- [Compito assegnato 1]
Secondo il testo sul fiume sotterraneo di Siena, in quale anno cominciarono le ricerche della Diana e per volontà di chi?
- [Compito assegnato 2]
Continui il testo sul mitico fiume sotterraneo di Siena a partire dalla sua ultima frase.

- [Testo della pagina]
“Tu li vedrai tra quella gente vana che spera in Talamone, e perderagli più di speranza ch’a trovar la Diana”, così Dante Alighieri, per bocca della sfortunata Sapia, definiva i senesi nel tredicesimo canto del Purgatorio, un popolo vano alla ricerca di un fiume immaginario.
E veramente a Siena per secoli si credette nell’esistenza di un corso d’acqua sotterraneo che attraversasse la città e così tanti soldi ed energie furono spesi alla sua ricerca.
Siena sorge su tre colline, in una posizione privilegiata rispetto all’aria malsana che si respirava nelle pianure, ma svantaggiosa dal punto di vista della vicinanza di bacini idrici: i fiumi più grandi le erano lontani, mentre quelli vicini avevano una portata d’acqua assai scarsa per la maggior parte dell’anno.
La poca disponibilità di acqua ha dunque rappresentato a lungo un problema grave per i governanti della città, costretti a fare i conti con le esigenze dell’igiene, dell’alimentazione, degli opifici industriali e dei mulini che rifornivano Siena di farina.
La convinzione dell’esistenza del mitico fiume sotterraneo nacque quindi da una forte esigenza concreta e fu alimentata da alcuni fatti “curiosi”: in alcune zone della città (Pian dei Mantellini e Porta San Marco, in particolare) quasi tutte le pareti delle cantine trasudavano costantemente di abbondante umidità, come del resto avviene ancora oggi. Nelle stesse zone inoltre si diceva possibile sentire il mormorio dello scorrere di un fiume sotto le pietre (e c’è chi giura di sentirlo ancora adesso nelle notti silenziose).
Le ricerche del mitico corso d’acqua, chiamato da subito Diana, iniziarono nel 1176 per volontà dei frati del convento di San Niccolò del Carmine. A seguito degli scavi di alcuni pozzi, fu trovata la prima vena d’acqua nel sottosuolo e venne chiamata “pozzo della Diana”.

- [Dati forniti]
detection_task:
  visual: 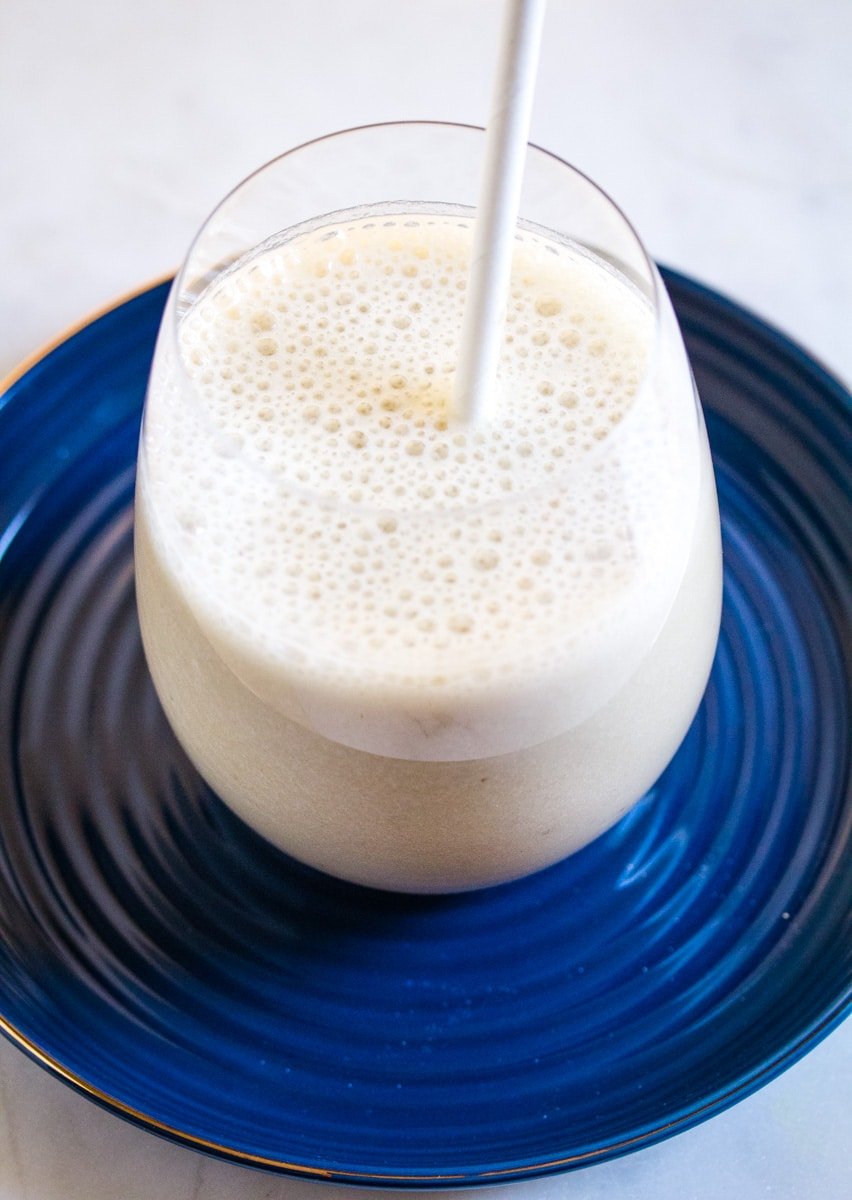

- [Risposta all'esercizio 1]
Le ricerche cominciarono nel 1176 per volontà dei frati del convento di San Niccolò del Carmine.

- [Risposta all'esercizio 2]
Passato un secolo, nel 1295, il Consiglio Generale cittadino volle ancora proseguire la ricerca del fiume sotterraneo. Così il Comune continuò a finanziare i lavori, vennero consultati astrologi e indovini per individuare i migliori punti in cui scavare, ma del fiume ancora nessuna traccia.
Man mano che l’idea che nel sottosuolo scorresse un fiume diventava sempre più una leggenda; si giunse però a capire che il terreno molto poroso e permeabile della città poteva funzionare da collettore di vene d’acqua e bacini idrici. Fu allora scavata una fitta rete di cunicoli sotterranei nel tufo, i quali, grazie alle caratteristiche del terreno, facevano filtrare l’acqua piovana, depurandola, e la convogliavano in una scanalatura, detta “gorello”. La millimetrica pendenza del gorello faceva in modo che l’acqua fosse portata in tutta la città, per andare a sfociare nelle fonti pubbliche.
Queste gallerie sotterranee erano realizzate quasi sempre con la tipica volta “a botte”, e da qui il nome “bottini”.
Prima della fine del 1400 si raggiunse la massima estensione della rete sotterranea: le gallerie si estendono ancora oggi per circa 25 km e sono per la maggior parte scavate nella roccia. Le pareti sono coperte da incrostazioni di calcio, stalattiti e stalagmiti.
Un vero e proprio acquedotto che ha rappresentato per secoli l’unica fonte di approvvigionamento idrico della città: è stato sostituito dal moderno acquedotto delle sorgenti del Vivo soltanto dopo la prima guerra mondiale.
La rete di bottini è ancora perfettamente funzionante e tuttora alimenta con efficienza le fonti storiche della città ! Questo soprattutto grazie ad una straordinaria associazione di volontari (che non poteva che chiamarsi “La Diana”!) la quale, fin dalla metà degli anni ’90, ha come obiettivo dichiarato lo studio, la valorizzazione, e la tutela dei Bottini, delle Fonti monumentali e di tutto il patrimonio storico, culturale ed architettonico legato alle Acque di Siena.
Alcuni tratti di questo straordinario mondo sotterraneo (come anche lo speciale “Museo dell’Acqua” nelle Fonti di Pescaia) sono visitabili: un’esperienza affascinante che fa tornare indietro nella storia e vedere la città con altri occhi.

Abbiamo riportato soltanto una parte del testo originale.